** start **
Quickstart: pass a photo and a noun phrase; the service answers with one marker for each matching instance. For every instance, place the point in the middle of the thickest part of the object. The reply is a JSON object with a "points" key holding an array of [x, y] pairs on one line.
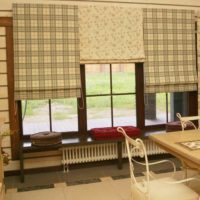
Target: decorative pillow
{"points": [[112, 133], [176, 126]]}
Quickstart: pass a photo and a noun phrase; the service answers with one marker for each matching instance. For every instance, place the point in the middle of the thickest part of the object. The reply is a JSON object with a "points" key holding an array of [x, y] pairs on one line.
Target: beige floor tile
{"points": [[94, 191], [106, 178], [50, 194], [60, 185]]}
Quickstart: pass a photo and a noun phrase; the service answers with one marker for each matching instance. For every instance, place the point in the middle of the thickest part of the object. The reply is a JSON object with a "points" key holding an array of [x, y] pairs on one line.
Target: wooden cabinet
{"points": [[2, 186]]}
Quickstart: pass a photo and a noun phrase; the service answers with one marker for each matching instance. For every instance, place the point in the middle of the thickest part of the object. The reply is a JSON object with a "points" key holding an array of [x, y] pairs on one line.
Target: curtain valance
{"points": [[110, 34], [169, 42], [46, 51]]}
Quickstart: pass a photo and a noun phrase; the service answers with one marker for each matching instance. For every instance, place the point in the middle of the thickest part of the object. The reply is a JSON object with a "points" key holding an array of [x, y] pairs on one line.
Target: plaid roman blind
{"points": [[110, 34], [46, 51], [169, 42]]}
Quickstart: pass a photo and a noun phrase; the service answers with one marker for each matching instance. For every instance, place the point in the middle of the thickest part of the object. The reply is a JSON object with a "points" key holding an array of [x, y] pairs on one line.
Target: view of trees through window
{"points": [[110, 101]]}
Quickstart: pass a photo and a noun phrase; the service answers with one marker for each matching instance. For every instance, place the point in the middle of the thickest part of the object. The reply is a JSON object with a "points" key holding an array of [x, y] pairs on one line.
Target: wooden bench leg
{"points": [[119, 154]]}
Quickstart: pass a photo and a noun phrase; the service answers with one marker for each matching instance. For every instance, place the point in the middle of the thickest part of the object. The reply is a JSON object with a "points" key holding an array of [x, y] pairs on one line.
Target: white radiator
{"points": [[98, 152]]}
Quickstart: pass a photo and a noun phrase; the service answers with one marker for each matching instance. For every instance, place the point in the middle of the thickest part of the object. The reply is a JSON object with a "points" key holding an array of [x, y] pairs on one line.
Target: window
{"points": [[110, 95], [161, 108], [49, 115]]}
** end **
** start **
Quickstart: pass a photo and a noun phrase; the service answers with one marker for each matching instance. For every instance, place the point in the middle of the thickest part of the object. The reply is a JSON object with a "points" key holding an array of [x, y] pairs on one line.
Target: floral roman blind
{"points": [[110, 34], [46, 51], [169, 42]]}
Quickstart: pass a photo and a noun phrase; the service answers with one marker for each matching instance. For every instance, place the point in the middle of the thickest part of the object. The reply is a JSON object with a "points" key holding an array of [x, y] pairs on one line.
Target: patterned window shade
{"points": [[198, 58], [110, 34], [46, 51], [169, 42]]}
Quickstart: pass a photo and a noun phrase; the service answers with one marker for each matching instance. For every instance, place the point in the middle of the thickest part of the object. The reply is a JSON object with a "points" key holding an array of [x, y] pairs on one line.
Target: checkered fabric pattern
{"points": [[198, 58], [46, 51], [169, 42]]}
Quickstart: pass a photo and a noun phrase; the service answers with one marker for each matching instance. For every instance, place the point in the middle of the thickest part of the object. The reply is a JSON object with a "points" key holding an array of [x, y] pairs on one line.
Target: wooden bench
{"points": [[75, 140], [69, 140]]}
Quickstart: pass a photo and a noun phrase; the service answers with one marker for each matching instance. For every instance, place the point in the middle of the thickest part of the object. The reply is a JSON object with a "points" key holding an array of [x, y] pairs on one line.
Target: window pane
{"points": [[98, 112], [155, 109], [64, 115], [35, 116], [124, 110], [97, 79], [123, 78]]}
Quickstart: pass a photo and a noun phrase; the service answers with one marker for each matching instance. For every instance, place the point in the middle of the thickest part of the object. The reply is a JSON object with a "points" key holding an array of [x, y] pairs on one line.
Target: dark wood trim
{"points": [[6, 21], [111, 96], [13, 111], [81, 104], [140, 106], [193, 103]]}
** end **
** start **
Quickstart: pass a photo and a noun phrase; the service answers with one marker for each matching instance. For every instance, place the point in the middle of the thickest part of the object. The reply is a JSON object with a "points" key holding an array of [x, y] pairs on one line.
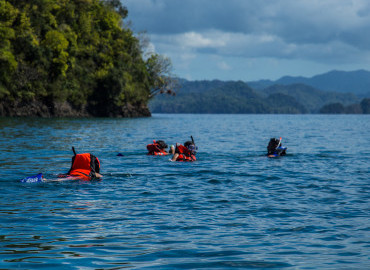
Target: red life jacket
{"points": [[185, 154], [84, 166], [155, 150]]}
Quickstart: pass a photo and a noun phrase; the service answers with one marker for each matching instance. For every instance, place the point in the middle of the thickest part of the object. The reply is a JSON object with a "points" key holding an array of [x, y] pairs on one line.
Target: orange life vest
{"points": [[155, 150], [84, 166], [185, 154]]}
** end **
> [Task directions]: Return every line from the items above that contains the word "window".

> [Full solution]:
Target: view of trees through window
Target: window
Target: patterned window shade
Target: window pane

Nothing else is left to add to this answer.